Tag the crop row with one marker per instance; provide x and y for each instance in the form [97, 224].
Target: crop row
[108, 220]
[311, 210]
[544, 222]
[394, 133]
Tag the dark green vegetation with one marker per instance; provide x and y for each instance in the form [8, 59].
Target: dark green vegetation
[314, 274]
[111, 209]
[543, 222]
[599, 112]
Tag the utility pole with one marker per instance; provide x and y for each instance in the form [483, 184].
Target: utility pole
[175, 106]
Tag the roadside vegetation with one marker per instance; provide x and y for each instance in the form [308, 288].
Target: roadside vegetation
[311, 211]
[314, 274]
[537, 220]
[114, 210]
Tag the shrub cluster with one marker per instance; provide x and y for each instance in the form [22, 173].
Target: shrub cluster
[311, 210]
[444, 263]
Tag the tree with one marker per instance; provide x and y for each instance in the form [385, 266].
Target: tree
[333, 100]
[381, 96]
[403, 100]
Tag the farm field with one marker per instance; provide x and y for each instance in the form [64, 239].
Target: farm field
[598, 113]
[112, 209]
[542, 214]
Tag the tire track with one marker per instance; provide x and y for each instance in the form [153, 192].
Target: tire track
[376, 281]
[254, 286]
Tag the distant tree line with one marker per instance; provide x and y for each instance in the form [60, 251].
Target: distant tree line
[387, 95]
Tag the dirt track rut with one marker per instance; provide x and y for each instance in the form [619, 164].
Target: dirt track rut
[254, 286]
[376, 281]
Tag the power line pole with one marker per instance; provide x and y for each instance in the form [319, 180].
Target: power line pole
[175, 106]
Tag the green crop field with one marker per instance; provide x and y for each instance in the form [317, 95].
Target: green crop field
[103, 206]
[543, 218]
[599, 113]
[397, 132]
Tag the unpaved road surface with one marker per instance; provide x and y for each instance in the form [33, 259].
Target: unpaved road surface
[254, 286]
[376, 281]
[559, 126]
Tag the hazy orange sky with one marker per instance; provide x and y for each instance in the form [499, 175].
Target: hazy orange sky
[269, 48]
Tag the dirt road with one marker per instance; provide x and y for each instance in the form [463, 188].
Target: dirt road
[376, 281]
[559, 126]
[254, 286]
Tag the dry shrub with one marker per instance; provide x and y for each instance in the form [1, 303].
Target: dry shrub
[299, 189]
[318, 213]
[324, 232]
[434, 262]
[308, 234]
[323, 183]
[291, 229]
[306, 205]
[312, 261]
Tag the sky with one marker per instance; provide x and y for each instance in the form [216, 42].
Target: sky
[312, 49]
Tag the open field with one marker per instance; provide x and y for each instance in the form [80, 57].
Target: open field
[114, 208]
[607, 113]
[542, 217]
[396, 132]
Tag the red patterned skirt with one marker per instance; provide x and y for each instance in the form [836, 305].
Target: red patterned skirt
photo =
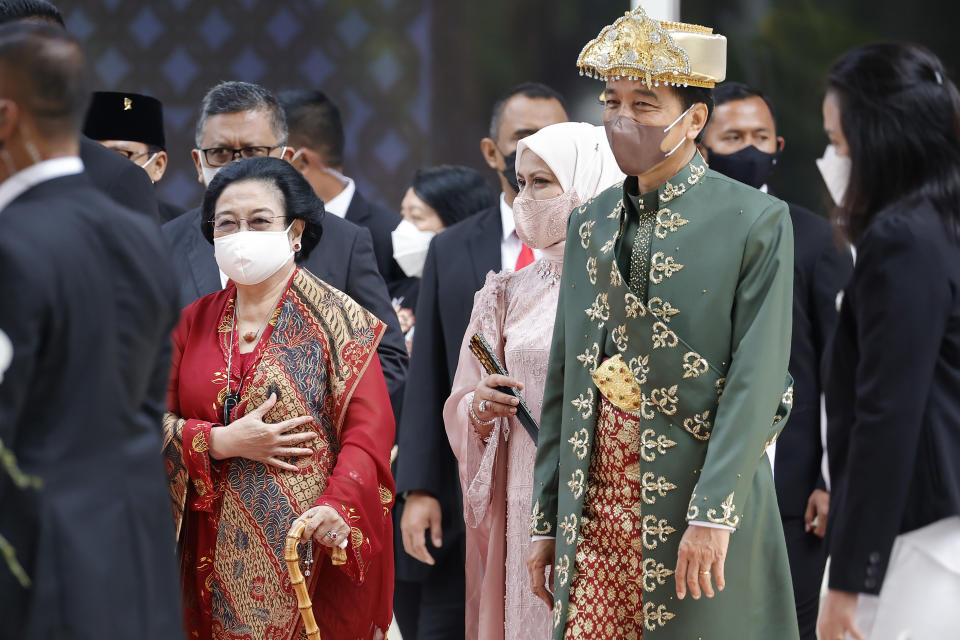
[606, 596]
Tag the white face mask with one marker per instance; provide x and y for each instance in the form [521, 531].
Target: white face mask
[410, 247]
[836, 173]
[250, 257]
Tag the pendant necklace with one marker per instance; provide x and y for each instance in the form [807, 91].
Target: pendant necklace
[231, 400]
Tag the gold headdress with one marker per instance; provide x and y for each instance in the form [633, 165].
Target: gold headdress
[641, 48]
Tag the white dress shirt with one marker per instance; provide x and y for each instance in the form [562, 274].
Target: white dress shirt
[25, 179]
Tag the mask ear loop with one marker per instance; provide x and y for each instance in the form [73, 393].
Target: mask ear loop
[672, 125]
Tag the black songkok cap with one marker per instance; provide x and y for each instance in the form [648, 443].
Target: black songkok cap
[125, 116]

++++++++++

[TASK PROMPT]
Show all lines of the material in which the word "skirt" can be found.

[EXPECTED ANSWER]
Tag the red patterned skirt with one marker per instance; provide x and y for each instance in the form [836, 305].
Target: red patterned skirt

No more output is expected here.